Document text ->
>>>

Prompt When the Animal is: Temporal Animal Behavior Grounding with Positional Recovery Training
Sheng Yan, Xin Du, Zongying Li, Yi Wang, Hongcang Jin, Mengyuan Liu
TL;DR
This work tackles temporal grounding for animal-behavior videos, where moments are sparse and uniformly distributed, by introducing Port, a Positional Recovery Training framework that augments a VSLNet baseline with a Recovering part and a Dual-alignment mechanism. By training a Recovering branch on flipped label sequences and aligning its output with the Predicting branch, Port focuses the model on ground-truth temporal regions prompted during training. The approach yields a notable IoU@0.3 of $38.52$ on the Animal Kingdom dataset and ranks highly in MMVRAC, with ablations showing the essential roles of PRT and Dual-alignment. These results suggest that leveraging ground-truth temporal cues during training can substantially improve grounding performance in challenging wildlife video data, with potential extensions to subject identification and classification branches using language models.

<<<

Task instructions ->
1 – Decide whether each statement agrees with the paper summary, answering yes or no and quoting the words of the summary that settle it. (a) Port builds on a VSLNet baseline. (b) The Recovering branch is trained on shuffled label sequences. (c) Ablations show that PRT and Dual-alignment play essential roles.
2 – List every author named in the paper summary.
3 – Write a few more sentences that continue the paper summary after its final sentence.

[Records contained in a dataset]

>>>

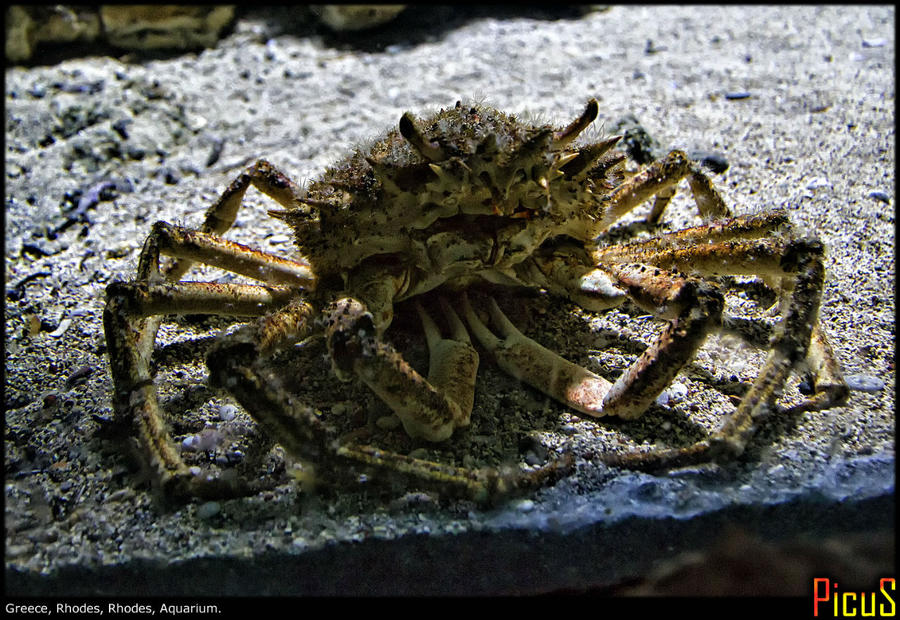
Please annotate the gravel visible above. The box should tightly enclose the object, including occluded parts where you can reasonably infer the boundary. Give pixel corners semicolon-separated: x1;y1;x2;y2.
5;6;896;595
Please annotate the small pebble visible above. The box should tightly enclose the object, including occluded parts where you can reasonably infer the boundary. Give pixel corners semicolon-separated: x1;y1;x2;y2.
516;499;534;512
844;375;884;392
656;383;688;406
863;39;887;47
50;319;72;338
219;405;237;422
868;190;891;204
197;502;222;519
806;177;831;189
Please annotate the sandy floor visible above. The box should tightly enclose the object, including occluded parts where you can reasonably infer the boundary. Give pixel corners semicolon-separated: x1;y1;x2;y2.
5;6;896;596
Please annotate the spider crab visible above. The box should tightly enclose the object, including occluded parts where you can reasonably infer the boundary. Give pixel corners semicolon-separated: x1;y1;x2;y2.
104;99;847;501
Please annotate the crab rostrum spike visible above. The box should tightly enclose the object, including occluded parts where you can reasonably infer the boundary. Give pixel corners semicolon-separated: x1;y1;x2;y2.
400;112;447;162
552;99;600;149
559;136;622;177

<<<

Answers for the exercise ->
1 –
(a) Yes: "augments a VSLNet baseline with a Recovering part and a Dual-alignment mechanism"
(b) No: "By training a Recovering branch on flipped label sequences"
(c) Yes: "with ablations showing the essential roles of PRT and Dual-alignment"

2 – Sheng Yan, Xin Du, Zongying Li, Yi Wang, Hongcang Jin, Mengyuan Liu

3 –
Abstract
Temporal grounding is crucial in multimodal learning, but it poses challenges when applied to animal behavior data due to the sparsity and uniform distribution of moments. To address these challenges, we propose a novel Positional Recovery Training framework (Port), which prompts the model with the start and end times of specific animal behaviors during training. Specifically, Port enhances the baseline model with a Recovering part to predict flipped label sequences and align distributions with a Dual-alignment method. This allows the model to focus on specific temporal regions prompted by ground-truth information. Extensive experiments on the Animal Kingdom dataset demonstrate the effectiveness of Port, achieving an IoU@0.3 of 38.52. It emerges as one of the top performers in the sub-track of MMVRAC in ICME 2024 Grand Challenges.